● **RECORDED DATA**:
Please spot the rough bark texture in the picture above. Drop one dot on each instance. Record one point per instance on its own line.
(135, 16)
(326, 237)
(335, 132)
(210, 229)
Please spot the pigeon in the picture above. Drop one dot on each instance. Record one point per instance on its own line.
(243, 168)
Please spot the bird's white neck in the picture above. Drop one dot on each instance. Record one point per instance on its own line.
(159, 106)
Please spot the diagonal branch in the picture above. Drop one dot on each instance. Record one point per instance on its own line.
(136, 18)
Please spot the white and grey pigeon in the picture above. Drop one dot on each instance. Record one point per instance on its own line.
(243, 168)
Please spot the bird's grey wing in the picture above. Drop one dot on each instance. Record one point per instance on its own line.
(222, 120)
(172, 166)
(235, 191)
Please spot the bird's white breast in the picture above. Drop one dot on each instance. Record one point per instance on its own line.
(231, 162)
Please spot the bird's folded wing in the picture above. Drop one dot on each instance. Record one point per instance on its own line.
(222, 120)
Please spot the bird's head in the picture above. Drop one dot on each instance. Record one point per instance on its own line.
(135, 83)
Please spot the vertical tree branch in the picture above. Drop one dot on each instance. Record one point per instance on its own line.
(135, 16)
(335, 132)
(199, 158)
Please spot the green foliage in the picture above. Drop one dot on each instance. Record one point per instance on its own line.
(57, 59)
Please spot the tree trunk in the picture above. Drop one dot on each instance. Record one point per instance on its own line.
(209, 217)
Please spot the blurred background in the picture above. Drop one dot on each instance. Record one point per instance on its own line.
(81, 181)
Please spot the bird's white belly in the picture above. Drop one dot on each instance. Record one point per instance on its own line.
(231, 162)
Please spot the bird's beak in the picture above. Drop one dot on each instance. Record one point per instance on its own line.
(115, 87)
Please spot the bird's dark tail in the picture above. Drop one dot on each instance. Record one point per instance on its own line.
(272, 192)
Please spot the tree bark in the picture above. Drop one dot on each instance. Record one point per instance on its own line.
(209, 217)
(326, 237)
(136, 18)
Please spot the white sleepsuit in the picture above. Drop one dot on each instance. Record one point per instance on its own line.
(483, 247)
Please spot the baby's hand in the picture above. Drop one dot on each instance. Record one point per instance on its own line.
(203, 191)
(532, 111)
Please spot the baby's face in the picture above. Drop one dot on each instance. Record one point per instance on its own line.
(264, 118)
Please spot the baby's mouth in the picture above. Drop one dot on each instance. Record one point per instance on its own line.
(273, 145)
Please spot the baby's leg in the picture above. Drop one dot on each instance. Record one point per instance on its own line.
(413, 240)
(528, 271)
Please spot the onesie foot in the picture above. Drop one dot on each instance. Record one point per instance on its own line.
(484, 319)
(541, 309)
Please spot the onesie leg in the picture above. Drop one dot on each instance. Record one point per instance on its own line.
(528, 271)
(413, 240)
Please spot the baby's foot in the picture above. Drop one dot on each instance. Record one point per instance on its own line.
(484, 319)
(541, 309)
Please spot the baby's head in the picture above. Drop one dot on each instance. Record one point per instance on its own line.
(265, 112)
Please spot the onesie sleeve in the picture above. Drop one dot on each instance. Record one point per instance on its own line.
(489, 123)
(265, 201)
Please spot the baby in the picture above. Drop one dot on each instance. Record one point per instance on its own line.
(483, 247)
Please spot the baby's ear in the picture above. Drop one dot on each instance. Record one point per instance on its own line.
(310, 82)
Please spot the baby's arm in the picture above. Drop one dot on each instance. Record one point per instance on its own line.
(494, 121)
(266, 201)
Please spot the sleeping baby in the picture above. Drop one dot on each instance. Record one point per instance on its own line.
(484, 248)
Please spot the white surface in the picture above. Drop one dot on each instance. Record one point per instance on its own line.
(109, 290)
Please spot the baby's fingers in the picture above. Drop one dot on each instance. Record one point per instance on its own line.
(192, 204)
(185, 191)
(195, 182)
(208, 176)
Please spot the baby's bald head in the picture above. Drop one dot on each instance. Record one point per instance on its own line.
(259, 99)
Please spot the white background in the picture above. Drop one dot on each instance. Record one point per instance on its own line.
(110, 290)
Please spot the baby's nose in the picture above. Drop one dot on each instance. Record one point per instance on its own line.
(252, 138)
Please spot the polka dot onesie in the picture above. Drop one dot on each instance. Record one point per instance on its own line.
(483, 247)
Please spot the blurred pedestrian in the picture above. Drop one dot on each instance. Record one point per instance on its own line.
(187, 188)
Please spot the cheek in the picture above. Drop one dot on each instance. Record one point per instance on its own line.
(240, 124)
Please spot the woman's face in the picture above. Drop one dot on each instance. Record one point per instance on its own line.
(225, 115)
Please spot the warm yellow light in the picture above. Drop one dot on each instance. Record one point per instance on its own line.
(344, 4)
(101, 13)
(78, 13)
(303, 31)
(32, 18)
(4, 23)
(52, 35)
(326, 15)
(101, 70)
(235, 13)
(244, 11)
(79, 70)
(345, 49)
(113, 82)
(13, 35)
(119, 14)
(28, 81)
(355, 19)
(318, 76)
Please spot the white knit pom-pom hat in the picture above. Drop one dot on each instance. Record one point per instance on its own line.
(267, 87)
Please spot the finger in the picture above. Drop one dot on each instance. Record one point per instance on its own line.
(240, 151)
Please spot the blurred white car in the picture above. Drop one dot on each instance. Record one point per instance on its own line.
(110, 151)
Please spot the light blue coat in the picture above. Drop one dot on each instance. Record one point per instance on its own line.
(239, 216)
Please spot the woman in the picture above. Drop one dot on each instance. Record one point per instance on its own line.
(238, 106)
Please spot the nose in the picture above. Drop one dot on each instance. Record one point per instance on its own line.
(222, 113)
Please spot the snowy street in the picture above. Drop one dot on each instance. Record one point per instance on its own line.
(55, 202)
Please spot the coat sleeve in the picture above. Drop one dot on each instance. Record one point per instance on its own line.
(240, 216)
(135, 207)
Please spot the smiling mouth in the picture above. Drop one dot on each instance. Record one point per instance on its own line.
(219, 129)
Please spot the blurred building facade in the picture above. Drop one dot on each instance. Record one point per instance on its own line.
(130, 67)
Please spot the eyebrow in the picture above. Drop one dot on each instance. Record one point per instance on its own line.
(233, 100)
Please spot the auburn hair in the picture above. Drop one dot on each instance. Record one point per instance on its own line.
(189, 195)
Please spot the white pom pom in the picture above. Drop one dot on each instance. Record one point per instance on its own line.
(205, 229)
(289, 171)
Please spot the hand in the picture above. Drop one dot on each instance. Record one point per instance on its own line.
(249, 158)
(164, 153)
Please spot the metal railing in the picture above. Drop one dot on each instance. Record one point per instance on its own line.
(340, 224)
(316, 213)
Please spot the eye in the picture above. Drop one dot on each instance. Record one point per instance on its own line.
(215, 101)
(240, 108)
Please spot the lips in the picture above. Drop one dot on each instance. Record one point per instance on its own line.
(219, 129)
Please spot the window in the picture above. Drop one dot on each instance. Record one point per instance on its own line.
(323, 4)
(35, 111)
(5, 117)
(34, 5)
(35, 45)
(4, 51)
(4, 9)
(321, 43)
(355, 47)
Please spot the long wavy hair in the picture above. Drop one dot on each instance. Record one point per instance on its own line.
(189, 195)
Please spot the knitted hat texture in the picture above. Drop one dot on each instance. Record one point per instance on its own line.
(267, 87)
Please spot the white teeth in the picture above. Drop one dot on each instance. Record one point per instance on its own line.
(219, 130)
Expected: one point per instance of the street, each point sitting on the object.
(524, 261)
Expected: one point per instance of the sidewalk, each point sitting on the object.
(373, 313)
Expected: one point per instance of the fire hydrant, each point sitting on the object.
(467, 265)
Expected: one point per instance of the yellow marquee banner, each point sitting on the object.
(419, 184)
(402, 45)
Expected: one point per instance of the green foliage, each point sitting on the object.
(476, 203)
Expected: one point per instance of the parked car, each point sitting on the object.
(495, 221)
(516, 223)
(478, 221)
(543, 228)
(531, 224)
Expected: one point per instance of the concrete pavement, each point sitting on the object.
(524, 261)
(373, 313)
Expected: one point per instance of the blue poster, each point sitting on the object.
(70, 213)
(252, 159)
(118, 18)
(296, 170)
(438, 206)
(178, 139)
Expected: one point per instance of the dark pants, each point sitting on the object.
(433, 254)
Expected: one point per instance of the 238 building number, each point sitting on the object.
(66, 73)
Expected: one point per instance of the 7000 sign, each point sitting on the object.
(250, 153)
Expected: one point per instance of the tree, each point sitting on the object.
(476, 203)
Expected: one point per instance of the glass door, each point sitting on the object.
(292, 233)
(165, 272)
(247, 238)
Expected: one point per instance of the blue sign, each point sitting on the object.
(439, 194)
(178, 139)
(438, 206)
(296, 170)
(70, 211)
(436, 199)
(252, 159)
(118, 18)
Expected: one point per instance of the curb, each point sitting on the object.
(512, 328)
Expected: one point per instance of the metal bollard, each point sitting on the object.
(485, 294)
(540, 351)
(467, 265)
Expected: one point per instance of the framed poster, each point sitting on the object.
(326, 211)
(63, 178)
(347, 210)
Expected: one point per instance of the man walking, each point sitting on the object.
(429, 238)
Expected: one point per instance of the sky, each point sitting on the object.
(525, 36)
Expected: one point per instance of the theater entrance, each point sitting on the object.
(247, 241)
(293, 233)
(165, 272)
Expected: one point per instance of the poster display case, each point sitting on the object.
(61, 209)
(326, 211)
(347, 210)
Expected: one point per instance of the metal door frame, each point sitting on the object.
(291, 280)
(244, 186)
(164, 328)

● **WHAT YOU ARE ASKED TO DO**: Repeat, with no changes, each line from the one with "Expected: one point per instance of the concrete" to the end of the listing, including both ends and nothing else.

● **EXERCISE SOLUTION**:
Expected: one point per instance of the concrete pavement, each point sitting on the object.
(524, 261)
(373, 313)
Expected: one point per instance of the blue poster, each point sitting on the object.
(70, 213)
(252, 159)
(118, 18)
(296, 170)
(438, 206)
(178, 139)
Expected: one point per instance of the dark pants, each point sitting on the object.
(433, 254)
Expected: one point per instance of the 238 building number, each point sitting on the object.
(66, 73)
Expected: one point per instance of the 7000 sign, each point sitting on the object.
(250, 153)
Expected: one point per instance of the tree, each point sitting on the object.
(476, 203)
Expected: one point per instance of the glass door, each point sitting on the object.
(292, 233)
(165, 272)
(247, 238)
Expected: one point per instance of the blue sign, each point sitting on the object.
(439, 194)
(178, 139)
(438, 206)
(296, 170)
(70, 211)
(436, 199)
(252, 159)
(118, 18)
Expected: one point per instance of the curb, each point sitting on the object.
(512, 328)
Expected: one point per instance of the metal bollard, each point sitting on the object.
(485, 294)
(540, 351)
(467, 265)
Expected: one point per instance of the framed poster, each point sitting on the object.
(326, 211)
(63, 178)
(347, 210)
Expected: one point per instance of the man walking, each point sitting on the object.
(429, 238)
Expected: one point per instance of the sky, each point sitting on the object.
(525, 36)
Expected: one point per instance of the theater entrance, each point sitting on the object.
(247, 241)
(293, 233)
(165, 272)
Expected: one point per instance of the poster display case, each point sitting on the object.
(61, 209)
(326, 211)
(347, 210)
Expected: one point per instance of the metal door frame, each point sitting on the object.
(291, 280)
(244, 186)
(164, 328)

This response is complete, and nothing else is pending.